◆ WRITTEN REQUEST ◆
Pull out every line of the material below that contains the string "insect". Case counts.

◆ INPUT DATA ◆
__________________________________________________

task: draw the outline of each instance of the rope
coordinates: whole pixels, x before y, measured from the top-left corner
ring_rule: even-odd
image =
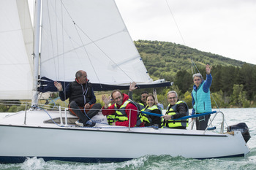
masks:
[[[168,9],[169,9],[171,15],[173,16],[173,18],[175,25],[176,25],[176,27],[177,27],[178,31],[178,33],[179,33],[179,34],[180,34],[180,36],[181,36],[181,39],[182,39],[183,43],[184,43],[184,45],[186,45],[185,41],[184,41],[184,38],[183,38],[183,36],[182,36],[182,34],[181,34],[181,31],[180,31],[180,29],[179,29],[179,28],[178,28],[178,26],[177,22],[176,22],[176,19],[175,19],[175,18],[174,18],[174,15],[173,15],[172,11],[171,11],[171,9],[170,9],[170,5],[169,5],[169,4],[168,4],[168,2],[167,2],[167,0],[165,0],[165,1],[166,1],[167,4],[167,6],[168,6]]]

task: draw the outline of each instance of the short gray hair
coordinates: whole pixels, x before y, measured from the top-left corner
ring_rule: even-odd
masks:
[[[193,77],[192,77],[193,80],[194,80],[195,77],[199,77],[201,80],[203,80],[203,76],[202,76],[202,74],[200,73],[194,74]]]
[[[170,93],[175,93],[175,95],[176,96],[176,97],[178,98],[178,94],[176,91],[174,90],[171,90],[171,91],[169,91],[167,93],[167,96],[168,96],[169,94]]]

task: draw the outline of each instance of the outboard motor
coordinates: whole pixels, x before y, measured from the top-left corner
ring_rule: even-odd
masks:
[[[251,136],[249,135],[249,128],[246,124],[245,123],[239,123],[236,125],[227,126],[227,132],[237,131],[241,131],[245,142],[247,143],[251,138]]]

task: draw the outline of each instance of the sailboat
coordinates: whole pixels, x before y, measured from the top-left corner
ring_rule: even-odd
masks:
[[[192,158],[244,156],[240,131],[114,128],[99,114],[97,125],[74,125],[76,117],[40,108],[42,93],[56,91],[84,70],[94,90],[168,86],[153,81],[114,0],[37,0],[32,26],[28,2],[0,2],[0,99],[31,99],[31,108],[0,114],[0,163],[27,158],[76,162],[124,161],[146,155]],[[165,144],[164,144],[165,143]],[[118,147],[117,147],[118,146]]]

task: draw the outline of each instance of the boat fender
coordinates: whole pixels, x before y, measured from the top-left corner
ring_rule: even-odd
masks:
[[[251,138],[251,136],[249,134],[249,128],[246,124],[245,123],[239,123],[236,125],[227,126],[227,132],[232,132],[232,131],[241,131],[245,142],[247,143],[249,139]]]

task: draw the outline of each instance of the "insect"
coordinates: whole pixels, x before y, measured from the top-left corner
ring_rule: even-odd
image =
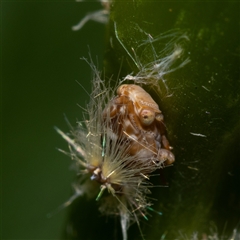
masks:
[[[115,138],[130,140],[129,154],[139,155],[149,164],[172,164],[175,157],[170,151],[163,115],[156,102],[135,84],[119,86],[117,94],[103,113],[105,118],[110,117],[112,125],[119,125]]]
[[[80,195],[95,196],[100,212],[119,216],[127,240],[129,226],[140,225],[139,217],[147,218],[152,205],[147,197],[150,174],[174,161],[163,115],[140,86],[111,89],[97,75],[84,118],[70,134],[57,129],[68,142],[80,175],[78,191],[68,205]],[[93,182],[99,183],[94,191]]]

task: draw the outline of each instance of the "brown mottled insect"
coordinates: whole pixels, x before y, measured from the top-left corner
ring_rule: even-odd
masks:
[[[141,157],[143,164],[172,164],[175,160],[165,136],[163,115],[157,103],[140,86],[123,84],[104,109],[103,116],[117,125],[114,137],[129,141],[128,153]]]

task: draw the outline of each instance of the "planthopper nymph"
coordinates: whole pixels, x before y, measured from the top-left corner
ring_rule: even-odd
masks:
[[[79,175],[76,193],[94,197],[104,215],[120,219],[123,240],[133,223],[147,218],[152,205],[151,173],[174,162],[158,104],[140,86],[106,86],[96,68],[84,121],[69,134],[68,142]],[[90,185],[98,183],[92,191]],[[94,184],[95,186],[96,184]],[[141,231],[141,230],[140,230]]]

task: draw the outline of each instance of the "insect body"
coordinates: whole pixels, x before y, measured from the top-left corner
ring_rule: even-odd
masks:
[[[118,125],[115,138],[129,141],[128,153],[141,156],[143,164],[154,167],[169,165],[175,158],[165,136],[163,115],[152,97],[140,86],[124,84],[104,109],[103,116],[111,118],[111,124]],[[116,129],[116,128],[115,128]]]

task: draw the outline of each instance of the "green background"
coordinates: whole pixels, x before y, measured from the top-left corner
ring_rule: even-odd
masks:
[[[88,101],[91,70],[81,57],[102,62],[105,26],[89,22],[99,3],[1,3],[2,239],[59,239],[66,210],[47,218],[72,194],[75,172],[54,126],[68,131]],[[99,66],[100,67],[100,66]]]
[[[87,12],[99,8],[92,2],[2,3],[2,238],[59,239],[63,231],[68,239],[121,235],[118,222],[99,218],[96,202],[84,198],[70,207],[67,221],[66,210],[46,217],[72,194],[69,158],[55,149],[67,144],[53,126],[68,131],[63,114],[72,125],[82,117],[76,104],[84,106],[89,96],[76,80],[90,92],[91,71],[80,58],[90,49],[101,65],[106,49],[108,77],[116,79],[121,65],[121,77],[137,72],[115,38],[113,22],[129,51],[143,40],[139,28],[153,36],[186,29],[190,38],[191,63],[166,76],[173,97],[154,96],[176,162],[165,176],[161,173],[170,187],[153,194],[158,200],[154,208],[163,215],[141,221],[144,234],[154,240],[166,232],[164,239],[171,240],[210,228],[221,234],[227,223],[229,236],[240,221],[239,2],[116,0],[106,48],[101,24],[71,31]],[[145,57],[143,62],[154,60]],[[65,231],[66,226],[74,231]],[[129,235],[140,238],[136,225]]]

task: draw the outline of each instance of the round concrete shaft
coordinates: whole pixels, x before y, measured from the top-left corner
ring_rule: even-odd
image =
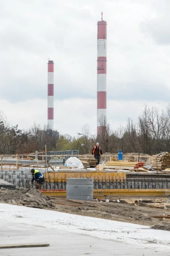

__________________________________________________

◆ TASK SOLUTION ◆
task: draw the outline of each instance of the "insect"
task: draw the outline of each instance of the "brown mottled insect"
task: draw the outline of each instance of the "insect body"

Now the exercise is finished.